**Task item:**
Answer these questions from the text on extrasystoles.
(a) What share of people is estimated to experience the condition at some point in their lifetime?
(b) How long ago did the writer first experience extrasystoles?
(c) Which two experiences did the writer notice triggered the extrasystoles?

Extrasystoles and the Heart: Symptoms, Causes and Remedies. I will start off by saying that the condition characterized by extrasystoles (premature heart beats) is not dangerous and is highly unlikely to pose any serious health problems. In simple words, an extrasystole is a premature or faster heart beat occurring in many absolutely healthy individuals. It is estimated that 1 in 2 people will experience the condition at one point in their lifetime.
Extrasystoles may affect perfectly healthy children, adolescent, adults and older people without posing any health threat whatsoever. I first experienced extrasystoles about 15 years ago and, as you can see, I am still alive and happy today. I started noticing some irregularities in my heart beat when I was alone at home, laying in my bed. I also noticed that when I was in the company of other people, having a pleasant time, they disappeared like magic.
When you are laying in bed, just before falling asleep, and you feel like your heart is either skipping a beat or going a heartbeat too fast, it is natural to feel scared and think that maybe something is wrong. At first I was scared too and sought medical advice to calm my fears down. But the extrasystoles did not stop even after getting reassurance from my doctor that my heart was perfectly healthy. Up next, I want to share with you my personal experience in dealing with extrasystoles.
What I learnt causes my extrasystoles: I noticed that hearing sudden, loud noises or being woken up unexpectedly from my sleep not only made me anxious, frightened or stressed, but also triggered my extrasystoles. When I calm down, my heartbeat gets back to normal. A scientific explanation for this is that the body, believing it is in imminent danger, reacts instinctively by increasing anxiety and stress levels, to prepare for an attack. Stress, anxiety, fear are emotions that may trigger extrasystoles by the negative impact they have on our body. But as soon as we calm down, extrasystoles stop too.

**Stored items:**
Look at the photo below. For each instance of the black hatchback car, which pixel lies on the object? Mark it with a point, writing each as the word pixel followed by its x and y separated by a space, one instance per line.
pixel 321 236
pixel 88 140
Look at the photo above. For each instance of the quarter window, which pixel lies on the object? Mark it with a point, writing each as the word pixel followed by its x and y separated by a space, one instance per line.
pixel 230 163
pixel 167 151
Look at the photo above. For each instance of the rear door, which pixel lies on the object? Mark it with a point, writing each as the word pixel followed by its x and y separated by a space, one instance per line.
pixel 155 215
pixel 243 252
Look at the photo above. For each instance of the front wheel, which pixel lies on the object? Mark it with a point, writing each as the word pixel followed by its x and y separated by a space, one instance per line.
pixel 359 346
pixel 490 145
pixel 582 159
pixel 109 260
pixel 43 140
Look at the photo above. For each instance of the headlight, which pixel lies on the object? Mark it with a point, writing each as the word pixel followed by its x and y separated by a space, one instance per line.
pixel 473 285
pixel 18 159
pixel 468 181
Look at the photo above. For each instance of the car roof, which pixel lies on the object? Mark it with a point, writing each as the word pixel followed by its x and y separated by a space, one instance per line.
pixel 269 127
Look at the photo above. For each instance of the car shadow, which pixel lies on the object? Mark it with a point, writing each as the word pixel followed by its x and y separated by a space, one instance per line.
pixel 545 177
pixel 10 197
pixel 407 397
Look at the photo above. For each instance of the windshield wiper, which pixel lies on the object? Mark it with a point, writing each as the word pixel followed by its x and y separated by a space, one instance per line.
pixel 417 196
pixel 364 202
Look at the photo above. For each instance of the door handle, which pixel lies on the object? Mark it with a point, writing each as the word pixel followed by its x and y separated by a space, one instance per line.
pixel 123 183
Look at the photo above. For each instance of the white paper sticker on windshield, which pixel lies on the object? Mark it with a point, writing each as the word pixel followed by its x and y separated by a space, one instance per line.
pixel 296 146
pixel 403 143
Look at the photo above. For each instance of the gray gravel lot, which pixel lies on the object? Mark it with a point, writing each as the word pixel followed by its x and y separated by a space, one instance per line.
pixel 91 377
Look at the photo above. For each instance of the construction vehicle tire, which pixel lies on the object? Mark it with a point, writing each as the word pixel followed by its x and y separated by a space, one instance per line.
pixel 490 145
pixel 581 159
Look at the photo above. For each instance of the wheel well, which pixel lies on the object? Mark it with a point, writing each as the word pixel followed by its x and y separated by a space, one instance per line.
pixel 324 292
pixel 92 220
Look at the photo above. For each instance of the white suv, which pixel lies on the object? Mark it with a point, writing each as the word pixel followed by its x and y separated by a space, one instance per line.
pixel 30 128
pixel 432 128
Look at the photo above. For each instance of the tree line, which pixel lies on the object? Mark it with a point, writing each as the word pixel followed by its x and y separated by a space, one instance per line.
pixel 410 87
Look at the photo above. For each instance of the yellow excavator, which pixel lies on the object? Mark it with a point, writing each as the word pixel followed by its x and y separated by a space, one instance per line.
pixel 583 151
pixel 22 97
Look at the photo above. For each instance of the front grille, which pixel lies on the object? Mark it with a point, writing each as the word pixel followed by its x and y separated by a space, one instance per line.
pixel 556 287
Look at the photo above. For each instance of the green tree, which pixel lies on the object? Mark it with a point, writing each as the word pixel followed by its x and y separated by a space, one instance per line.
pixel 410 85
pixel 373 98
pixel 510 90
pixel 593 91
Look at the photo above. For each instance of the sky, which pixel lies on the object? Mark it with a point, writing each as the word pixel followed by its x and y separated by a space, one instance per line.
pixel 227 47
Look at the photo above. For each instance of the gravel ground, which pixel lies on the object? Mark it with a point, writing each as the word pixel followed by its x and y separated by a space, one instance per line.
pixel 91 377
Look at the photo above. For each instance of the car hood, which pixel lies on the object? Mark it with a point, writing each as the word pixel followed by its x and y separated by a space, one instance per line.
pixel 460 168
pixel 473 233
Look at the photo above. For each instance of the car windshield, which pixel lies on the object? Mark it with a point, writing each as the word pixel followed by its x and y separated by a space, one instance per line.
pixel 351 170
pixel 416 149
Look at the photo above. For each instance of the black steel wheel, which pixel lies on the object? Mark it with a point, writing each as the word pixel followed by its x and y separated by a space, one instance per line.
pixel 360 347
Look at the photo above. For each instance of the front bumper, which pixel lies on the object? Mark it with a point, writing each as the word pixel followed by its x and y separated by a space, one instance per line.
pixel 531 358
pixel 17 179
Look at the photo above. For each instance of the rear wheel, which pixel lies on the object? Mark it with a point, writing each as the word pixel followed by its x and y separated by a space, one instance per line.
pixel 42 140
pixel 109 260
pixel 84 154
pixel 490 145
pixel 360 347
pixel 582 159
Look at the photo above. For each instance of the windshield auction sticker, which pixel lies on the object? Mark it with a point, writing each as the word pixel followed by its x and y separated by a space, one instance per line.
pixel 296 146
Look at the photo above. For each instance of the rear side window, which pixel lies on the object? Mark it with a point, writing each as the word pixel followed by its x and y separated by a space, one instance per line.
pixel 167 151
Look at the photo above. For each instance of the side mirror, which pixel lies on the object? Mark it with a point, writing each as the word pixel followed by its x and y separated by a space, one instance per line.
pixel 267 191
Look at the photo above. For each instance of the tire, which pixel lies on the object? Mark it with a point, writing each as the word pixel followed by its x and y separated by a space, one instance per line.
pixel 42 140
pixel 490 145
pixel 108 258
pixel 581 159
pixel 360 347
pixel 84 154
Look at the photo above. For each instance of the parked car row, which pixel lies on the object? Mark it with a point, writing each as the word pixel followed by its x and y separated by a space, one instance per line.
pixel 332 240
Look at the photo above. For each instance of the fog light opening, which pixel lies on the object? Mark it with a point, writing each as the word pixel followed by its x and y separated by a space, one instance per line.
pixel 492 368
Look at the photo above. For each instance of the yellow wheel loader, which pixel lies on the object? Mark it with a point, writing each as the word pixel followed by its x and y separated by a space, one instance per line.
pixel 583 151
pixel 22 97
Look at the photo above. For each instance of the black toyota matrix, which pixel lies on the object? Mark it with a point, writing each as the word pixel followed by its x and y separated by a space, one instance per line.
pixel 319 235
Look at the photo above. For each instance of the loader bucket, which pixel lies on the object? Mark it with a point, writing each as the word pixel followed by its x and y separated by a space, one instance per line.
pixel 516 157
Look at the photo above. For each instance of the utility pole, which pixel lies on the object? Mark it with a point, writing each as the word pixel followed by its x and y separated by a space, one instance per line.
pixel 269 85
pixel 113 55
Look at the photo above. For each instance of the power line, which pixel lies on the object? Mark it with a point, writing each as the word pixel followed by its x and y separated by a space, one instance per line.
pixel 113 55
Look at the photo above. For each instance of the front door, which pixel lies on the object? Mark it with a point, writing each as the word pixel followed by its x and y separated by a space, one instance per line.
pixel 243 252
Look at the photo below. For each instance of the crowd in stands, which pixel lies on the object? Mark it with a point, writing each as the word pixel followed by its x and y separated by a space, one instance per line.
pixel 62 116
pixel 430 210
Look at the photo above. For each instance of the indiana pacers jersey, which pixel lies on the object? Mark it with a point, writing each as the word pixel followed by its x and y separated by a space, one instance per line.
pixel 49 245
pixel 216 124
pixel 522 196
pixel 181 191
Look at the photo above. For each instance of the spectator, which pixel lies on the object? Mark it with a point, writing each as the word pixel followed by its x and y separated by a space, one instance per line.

**The completed task:**
(a) 1 in 2 people.
(b) About 15 years ago.
(c) Hearing sudden, loud noises and being woken up unexpectedly from sleep.